» **EXERCISE GOAL**
Count the lines in the entries that contain the string "below". State nothing but the number.

» **RECORDS SUPPLIED**

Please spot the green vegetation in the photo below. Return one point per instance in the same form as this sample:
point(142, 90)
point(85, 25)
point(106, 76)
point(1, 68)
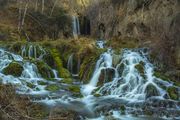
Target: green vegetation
point(14, 69)
point(67, 81)
point(44, 69)
point(52, 87)
point(64, 73)
point(30, 85)
point(173, 93)
point(140, 68)
point(74, 89)
point(42, 83)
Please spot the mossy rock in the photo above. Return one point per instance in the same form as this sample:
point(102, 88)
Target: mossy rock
point(51, 79)
point(121, 69)
point(14, 69)
point(44, 69)
point(97, 95)
point(151, 90)
point(52, 87)
point(64, 73)
point(74, 89)
point(30, 85)
point(173, 93)
point(38, 112)
point(42, 83)
point(140, 68)
point(161, 76)
point(67, 81)
point(123, 109)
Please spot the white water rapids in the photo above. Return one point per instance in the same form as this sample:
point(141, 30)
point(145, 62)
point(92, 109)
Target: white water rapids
point(128, 84)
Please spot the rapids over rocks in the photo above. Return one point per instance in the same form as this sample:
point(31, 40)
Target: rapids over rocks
point(123, 85)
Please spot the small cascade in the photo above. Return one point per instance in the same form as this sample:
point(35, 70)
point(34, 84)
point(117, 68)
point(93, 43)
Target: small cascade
point(55, 72)
point(30, 80)
point(104, 62)
point(70, 64)
point(76, 27)
point(129, 81)
point(32, 51)
point(100, 43)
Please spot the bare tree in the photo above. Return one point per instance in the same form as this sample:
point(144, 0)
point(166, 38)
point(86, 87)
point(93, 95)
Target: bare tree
point(42, 6)
point(53, 7)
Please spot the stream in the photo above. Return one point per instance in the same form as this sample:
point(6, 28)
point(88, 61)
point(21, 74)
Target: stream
point(122, 87)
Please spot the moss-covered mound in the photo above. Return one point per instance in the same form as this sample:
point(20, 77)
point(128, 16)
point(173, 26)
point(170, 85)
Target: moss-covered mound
point(173, 93)
point(64, 73)
point(14, 69)
point(44, 69)
point(52, 87)
point(151, 90)
point(67, 81)
point(140, 68)
point(117, 43)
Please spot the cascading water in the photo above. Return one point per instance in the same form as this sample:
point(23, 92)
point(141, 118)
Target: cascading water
point(132, 83)
point(32, 51)
point(129, 83)
point(30, 80)
point(104, 62)
point(70, 64)
point(100, 43)
point(76, 27)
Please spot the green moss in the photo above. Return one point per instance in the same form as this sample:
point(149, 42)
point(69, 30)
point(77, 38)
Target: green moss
point(50, 79)
point(52, 87)
point(42, 83)
point(122, 108)
point(64, 73)
point(38, 112)
point(30, 85)
point(14, 69)
point(67, 81)
point(97, 95)
point(161, 76)
point(87, 67)
point(44, 69)
point(74, 89)
point(140, 68)
point(173, 93)
point(151, 90)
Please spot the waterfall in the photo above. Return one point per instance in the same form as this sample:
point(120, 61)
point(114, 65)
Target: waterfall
point(32, 51)
point(100, 43)
point(104, 62)
point(70, 64)
point(128, 82)
point(76, 27)
point(30, 80)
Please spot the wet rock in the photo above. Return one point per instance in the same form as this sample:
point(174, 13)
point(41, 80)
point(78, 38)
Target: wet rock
point(173, 93)
point(58, 113)
point(67, 81)
point(121, 69)
point(151, 90)
point(140, 68)
point(44, 69)
point(52, 87)
point(14, 69)
point(106, 75)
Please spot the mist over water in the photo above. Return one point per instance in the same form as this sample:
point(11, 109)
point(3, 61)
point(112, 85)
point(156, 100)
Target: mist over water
point(128, 84)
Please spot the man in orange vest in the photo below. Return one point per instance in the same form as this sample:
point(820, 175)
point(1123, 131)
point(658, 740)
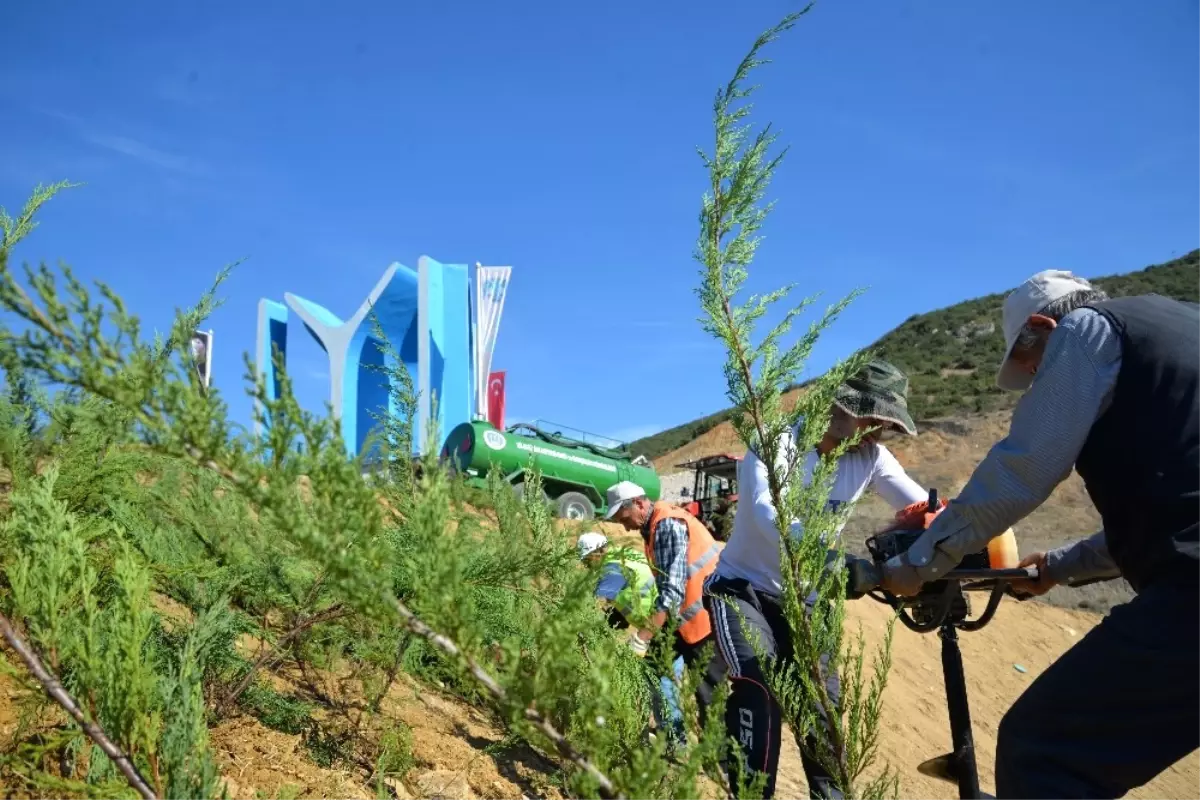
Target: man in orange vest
point(683, 554)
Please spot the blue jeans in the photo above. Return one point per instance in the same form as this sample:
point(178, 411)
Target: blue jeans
point(665, 704)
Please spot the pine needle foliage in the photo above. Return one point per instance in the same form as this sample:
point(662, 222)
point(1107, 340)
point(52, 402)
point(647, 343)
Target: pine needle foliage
point(741, 167)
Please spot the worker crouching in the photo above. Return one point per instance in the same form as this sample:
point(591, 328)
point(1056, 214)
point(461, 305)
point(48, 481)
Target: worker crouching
point(683, 554)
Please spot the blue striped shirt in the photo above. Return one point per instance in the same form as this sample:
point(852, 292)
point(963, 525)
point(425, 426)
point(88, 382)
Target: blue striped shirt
point(670, 561)
point(1051, 421)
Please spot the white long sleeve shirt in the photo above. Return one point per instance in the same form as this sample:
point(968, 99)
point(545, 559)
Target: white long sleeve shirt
point(753, 551)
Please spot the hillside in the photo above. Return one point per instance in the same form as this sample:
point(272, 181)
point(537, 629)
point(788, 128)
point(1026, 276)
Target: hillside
point(951, 354)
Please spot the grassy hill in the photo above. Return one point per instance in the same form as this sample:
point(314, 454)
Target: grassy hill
point(952, 354)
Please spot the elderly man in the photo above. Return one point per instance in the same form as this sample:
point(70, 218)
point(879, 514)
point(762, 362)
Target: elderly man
point(682, 553)
point(749, 576)
point(1113, 389)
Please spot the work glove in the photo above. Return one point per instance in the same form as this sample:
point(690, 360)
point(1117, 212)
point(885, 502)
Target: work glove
point(917, 516)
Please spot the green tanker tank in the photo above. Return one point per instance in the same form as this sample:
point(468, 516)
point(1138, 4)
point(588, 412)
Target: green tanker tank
point(576, 474)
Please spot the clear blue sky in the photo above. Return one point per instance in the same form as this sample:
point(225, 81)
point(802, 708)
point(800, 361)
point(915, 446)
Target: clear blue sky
point(940, 150)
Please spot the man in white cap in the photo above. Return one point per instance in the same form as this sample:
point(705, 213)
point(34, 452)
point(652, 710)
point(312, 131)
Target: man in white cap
point(745, 591)
point(683, 554)
point(1113, 390)
point(627, 587)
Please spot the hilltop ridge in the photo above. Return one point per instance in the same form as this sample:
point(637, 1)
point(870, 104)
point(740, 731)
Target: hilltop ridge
point(951, 354)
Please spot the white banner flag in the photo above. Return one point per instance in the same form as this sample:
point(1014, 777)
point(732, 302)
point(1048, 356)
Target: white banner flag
point(491, 287)
point(202, 355)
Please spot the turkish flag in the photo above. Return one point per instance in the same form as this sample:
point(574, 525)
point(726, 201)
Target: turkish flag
point(496, 400)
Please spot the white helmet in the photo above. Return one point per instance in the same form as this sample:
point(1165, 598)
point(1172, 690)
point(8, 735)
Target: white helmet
point(591, 542)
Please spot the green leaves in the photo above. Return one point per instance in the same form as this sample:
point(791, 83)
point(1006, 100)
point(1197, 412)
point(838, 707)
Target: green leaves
point(757, 376)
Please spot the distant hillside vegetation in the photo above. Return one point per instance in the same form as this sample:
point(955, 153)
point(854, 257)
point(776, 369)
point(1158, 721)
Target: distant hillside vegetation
point(952, 354)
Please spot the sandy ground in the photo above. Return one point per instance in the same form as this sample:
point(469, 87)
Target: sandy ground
point(455, 751)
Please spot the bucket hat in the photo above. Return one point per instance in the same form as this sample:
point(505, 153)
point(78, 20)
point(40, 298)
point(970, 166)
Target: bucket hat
point(879, 391)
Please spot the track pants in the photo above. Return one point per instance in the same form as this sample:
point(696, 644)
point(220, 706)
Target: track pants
point(751, 715)
point(1115, 710)
point(715, 669)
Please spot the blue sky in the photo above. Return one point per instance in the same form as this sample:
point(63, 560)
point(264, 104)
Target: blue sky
point(939, 150)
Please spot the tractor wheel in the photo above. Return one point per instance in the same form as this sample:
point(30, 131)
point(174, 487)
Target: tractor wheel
point(573, 505)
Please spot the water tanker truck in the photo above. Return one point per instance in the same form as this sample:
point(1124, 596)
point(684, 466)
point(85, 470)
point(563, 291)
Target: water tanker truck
point(575, 473)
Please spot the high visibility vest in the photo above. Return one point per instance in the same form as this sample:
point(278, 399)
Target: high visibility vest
point(702, 554)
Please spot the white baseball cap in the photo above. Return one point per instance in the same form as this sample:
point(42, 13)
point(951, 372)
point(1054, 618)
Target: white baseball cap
point(591, 542)
point(1026, 300)
point(619, 493)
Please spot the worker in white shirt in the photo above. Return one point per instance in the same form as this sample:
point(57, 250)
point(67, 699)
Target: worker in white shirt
point(748, 572)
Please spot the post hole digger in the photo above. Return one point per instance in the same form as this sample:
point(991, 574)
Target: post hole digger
point(943, 606)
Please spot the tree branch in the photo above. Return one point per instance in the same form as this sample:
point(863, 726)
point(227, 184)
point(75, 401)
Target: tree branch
point(564, 747)
point(331, 613)
point(60, 696)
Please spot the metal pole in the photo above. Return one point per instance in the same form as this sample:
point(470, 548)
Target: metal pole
point(963, 758)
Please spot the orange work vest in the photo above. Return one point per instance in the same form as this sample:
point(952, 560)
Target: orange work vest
point(702, 555)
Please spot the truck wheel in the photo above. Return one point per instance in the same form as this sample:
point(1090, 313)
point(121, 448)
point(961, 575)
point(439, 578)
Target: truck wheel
point(519, 493)
point(573, 505)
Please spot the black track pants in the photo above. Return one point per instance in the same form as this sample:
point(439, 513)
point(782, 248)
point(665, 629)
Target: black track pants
point(751, 715)
point(1115, 710)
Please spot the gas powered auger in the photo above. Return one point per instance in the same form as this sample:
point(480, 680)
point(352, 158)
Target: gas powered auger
point(942, 606)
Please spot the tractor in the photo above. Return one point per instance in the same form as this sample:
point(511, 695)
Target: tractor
point(714, 494)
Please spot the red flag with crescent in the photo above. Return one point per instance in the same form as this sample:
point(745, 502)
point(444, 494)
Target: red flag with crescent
point(496, 400)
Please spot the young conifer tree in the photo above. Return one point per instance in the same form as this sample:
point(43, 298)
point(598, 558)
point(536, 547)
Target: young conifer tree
point(757, 376)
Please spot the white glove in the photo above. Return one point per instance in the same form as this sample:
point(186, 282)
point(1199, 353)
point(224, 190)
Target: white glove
point(637, 644)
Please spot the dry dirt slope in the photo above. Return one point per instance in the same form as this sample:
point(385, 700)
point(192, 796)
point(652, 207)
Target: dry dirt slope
point(943, 455)
point(454, 759)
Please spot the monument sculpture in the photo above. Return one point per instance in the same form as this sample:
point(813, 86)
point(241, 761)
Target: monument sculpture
point(431, 323)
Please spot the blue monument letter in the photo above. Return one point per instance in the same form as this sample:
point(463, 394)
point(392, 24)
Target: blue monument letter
point(424, 317)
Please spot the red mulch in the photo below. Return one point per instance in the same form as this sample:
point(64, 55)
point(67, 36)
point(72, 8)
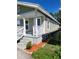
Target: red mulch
point(35, 47)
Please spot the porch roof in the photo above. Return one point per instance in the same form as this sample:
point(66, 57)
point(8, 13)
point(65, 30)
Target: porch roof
point(37, 6)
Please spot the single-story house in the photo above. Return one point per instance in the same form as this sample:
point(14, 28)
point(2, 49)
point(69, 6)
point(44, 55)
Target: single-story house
point(32, 22)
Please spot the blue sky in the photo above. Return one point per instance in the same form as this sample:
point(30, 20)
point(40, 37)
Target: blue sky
point(49, 5)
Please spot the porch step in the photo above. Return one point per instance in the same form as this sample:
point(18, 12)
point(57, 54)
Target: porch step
point(23, 42)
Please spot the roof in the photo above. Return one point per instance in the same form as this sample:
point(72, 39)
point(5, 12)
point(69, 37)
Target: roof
point(37, 6)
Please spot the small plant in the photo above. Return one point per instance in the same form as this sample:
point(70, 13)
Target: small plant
point(29, 45)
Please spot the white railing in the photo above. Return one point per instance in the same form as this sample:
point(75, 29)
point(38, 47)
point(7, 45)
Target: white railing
point(20, 33)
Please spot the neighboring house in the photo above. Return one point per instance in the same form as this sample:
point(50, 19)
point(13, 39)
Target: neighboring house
point(33, 21)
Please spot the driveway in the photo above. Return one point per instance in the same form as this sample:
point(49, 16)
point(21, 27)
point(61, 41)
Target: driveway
point(22, 55)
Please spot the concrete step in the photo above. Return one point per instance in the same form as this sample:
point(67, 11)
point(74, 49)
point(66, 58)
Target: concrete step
point(23, 42)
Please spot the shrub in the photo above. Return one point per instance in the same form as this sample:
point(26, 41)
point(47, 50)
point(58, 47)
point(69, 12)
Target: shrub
point(29, 45)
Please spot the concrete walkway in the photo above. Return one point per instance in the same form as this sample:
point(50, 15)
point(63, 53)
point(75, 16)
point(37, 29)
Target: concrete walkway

» **RESPONSE BOX**
3